[Opening DATA UNDER STUDY section]
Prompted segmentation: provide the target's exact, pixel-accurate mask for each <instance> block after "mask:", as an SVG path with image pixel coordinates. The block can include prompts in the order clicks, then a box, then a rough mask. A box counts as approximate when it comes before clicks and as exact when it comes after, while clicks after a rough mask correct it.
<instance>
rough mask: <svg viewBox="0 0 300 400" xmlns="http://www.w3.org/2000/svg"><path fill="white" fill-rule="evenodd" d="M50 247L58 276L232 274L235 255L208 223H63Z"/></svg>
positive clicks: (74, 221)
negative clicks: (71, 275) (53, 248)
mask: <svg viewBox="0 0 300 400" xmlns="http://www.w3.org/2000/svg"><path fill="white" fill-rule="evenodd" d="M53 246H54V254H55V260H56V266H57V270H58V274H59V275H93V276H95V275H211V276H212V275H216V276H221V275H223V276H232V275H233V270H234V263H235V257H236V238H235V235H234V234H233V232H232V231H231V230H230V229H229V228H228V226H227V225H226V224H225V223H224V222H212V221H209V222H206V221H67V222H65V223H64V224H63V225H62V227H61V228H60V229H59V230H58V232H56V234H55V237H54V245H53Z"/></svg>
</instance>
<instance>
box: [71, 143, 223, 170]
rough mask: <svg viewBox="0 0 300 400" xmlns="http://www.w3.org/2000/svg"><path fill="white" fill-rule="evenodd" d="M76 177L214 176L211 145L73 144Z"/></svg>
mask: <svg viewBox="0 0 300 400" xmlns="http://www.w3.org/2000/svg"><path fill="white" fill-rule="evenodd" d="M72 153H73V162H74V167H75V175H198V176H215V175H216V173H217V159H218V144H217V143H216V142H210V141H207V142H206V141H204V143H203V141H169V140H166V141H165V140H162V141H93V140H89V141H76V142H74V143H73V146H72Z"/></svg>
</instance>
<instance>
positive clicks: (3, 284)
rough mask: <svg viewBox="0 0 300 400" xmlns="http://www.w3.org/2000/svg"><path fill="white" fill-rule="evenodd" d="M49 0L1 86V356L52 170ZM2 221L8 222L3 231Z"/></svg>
[Closing DATA UNDER STUDY section]
[Opening DATA UNDER STUDY section]
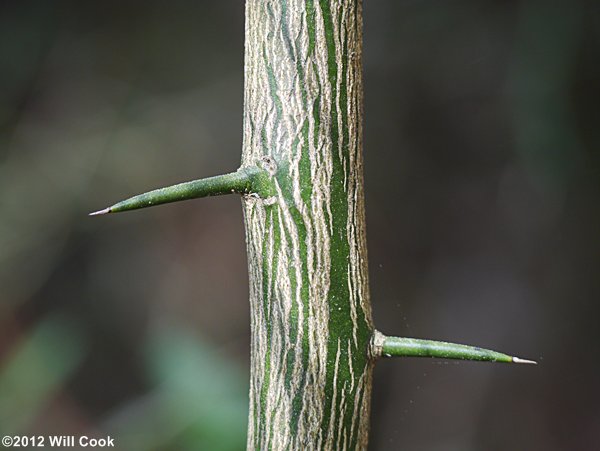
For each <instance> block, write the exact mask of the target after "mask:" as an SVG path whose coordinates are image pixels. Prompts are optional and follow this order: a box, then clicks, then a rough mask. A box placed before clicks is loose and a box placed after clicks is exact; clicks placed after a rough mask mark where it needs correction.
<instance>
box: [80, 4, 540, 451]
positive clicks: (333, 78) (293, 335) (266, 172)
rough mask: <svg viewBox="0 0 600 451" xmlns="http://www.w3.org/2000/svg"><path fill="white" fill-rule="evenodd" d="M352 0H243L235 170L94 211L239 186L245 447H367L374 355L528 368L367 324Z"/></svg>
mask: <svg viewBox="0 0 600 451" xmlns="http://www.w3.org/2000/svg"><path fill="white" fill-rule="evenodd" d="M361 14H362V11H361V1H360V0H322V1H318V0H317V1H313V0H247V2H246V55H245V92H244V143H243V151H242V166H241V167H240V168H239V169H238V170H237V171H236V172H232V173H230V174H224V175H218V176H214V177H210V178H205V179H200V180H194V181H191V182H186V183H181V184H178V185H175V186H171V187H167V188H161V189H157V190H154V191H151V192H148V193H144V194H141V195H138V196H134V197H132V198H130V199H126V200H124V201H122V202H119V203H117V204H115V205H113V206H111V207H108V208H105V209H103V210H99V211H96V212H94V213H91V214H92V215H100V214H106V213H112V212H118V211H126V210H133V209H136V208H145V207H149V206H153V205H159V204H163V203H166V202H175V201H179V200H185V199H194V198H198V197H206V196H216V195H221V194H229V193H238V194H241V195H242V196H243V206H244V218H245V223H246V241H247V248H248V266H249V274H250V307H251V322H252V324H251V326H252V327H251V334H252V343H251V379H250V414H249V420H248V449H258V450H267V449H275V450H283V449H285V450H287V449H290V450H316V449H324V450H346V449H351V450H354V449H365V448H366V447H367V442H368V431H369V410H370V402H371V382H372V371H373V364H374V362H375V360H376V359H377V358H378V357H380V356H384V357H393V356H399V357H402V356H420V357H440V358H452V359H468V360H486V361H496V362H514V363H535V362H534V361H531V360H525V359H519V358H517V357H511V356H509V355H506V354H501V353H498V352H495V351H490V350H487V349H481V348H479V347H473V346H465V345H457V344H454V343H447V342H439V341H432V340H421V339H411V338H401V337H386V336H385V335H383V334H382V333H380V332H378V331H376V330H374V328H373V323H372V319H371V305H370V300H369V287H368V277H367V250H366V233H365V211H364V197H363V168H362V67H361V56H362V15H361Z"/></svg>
[Closing DATA UNDER STUDY section]
Each line of the data above containing the string "coordinates" is to be copied.

▶ [FINISHED TASK]
Prompted segmentation: provide the target's exact, pixel-accurate mask for each <instance> block after "mask:", as an SVG path with image pixel coordinates. The block can include prompts in the order clicks, then a box, then a rough mask. A box counts as approximate when it comes before clicks and as exact when it comes after, while clicks after a rough mask correct it.
For each <instance> block, write the exact mask of the target after "mask:" as an SVG path whose coordinates are image pixels. Prompts are optional and follow this order: a box, then clicks, then a rough mask. A box placed before clicks is loose and a box placed after clicks is exact; clicks placed after a rough mask mark where it needs correction.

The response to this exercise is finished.